# REQUIREMENTS
Offset the coordinates by 56: rewrite the listing starting with the line containing "Task: point to every instance of the lesser" and going on through the end, keeping the task lines as they are and adding 56 to every x and y value in the answer points.

---------- SUPPLIED MATERIAL ----------

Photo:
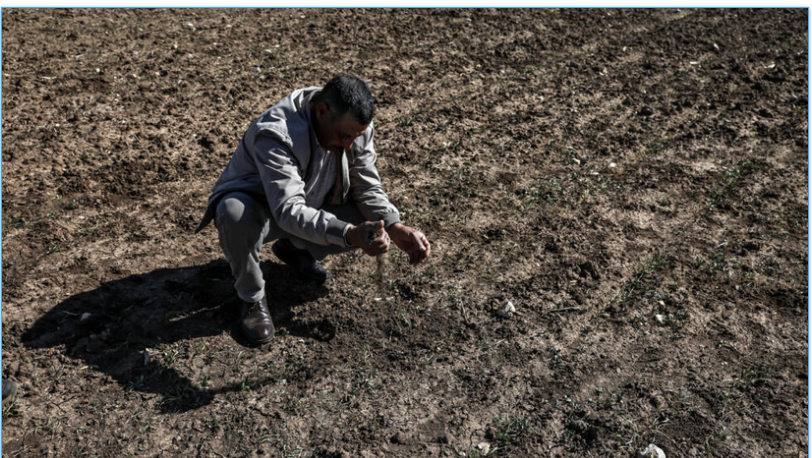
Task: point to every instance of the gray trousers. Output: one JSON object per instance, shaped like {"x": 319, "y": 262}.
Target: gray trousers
{"x": 244, "y": 224}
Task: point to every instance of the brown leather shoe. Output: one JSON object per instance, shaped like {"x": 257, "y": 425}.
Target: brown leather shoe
{"x": 255, "y": 319}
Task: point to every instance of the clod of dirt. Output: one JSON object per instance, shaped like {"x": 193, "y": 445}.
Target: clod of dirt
{"x": 652, "y": 451}
{"x": 507, "y": 310}
{"x": 583, "y": 429}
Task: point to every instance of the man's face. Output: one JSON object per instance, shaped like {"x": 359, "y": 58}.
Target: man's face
{"x": 336, "y": 134}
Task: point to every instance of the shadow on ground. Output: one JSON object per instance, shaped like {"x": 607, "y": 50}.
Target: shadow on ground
{"x": 112, "y": 327}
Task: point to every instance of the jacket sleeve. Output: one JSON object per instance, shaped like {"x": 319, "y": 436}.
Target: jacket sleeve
{"x": 365, "y": 184}
{"x": 284, "y": 190}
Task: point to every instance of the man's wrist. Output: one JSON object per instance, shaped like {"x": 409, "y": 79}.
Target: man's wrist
{"x": 347, "y": 235}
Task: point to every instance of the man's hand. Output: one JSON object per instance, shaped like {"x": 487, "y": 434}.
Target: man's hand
{"x": 411, "y": 241}
{"x": 369, "y": 237}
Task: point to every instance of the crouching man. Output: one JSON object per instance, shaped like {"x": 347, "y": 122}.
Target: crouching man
{"x": 304, "y": 176}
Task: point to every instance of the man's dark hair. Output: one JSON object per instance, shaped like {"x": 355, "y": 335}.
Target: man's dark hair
{"x": 348, "y": 93}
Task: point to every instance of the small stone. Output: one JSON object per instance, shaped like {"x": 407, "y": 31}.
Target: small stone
{"x": 652, "y": 451}
{"x": 660, "y": 318}
{"x": 507, "y": 310}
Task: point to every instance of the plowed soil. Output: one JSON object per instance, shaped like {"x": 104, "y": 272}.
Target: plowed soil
{"x": 633, "y": 181}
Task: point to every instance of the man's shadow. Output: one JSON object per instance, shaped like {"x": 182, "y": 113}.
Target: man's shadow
{"x": 111, "y": 327}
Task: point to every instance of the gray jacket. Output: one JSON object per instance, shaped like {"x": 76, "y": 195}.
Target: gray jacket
{"x": 278, "y": 174}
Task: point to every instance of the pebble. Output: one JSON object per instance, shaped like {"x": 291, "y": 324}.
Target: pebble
{"x": 507, "y": 310}
{"x": 652, "y": 451}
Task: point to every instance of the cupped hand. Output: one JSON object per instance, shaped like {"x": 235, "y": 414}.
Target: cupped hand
{"x": 411, "y": 241}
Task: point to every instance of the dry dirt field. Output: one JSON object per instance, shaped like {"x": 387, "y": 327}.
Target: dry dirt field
{"x": 633, "y": 181}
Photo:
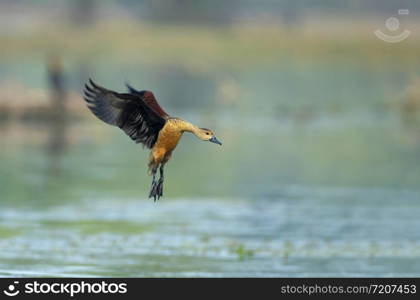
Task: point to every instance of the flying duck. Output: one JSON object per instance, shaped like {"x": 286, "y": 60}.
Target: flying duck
{"x": 141, "y": 117}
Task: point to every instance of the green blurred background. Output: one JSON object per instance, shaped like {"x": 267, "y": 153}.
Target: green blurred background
{"x": 318, "y": 175}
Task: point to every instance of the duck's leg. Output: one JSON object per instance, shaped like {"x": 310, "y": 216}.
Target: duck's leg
{"x": 153, "y": 188}
{"x": 160, "y": 182}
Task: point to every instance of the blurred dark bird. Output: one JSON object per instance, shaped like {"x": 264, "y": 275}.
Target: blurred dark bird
{"x": 140, "y": 116}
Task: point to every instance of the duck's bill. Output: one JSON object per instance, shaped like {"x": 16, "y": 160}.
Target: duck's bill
{"x": 215, "y": 140}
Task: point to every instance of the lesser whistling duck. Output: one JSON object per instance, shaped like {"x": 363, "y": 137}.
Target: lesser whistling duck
{"x": 140, "y": 116}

----------

# SOLUTION TO THE EXERCISE
Task: point to every instance of the lesser whistling duck. Output: one JSON object per instance, shaped like {"x": 363, "y": 137}.
Target: lesser whistling duck
{"x": 196, "y": 172}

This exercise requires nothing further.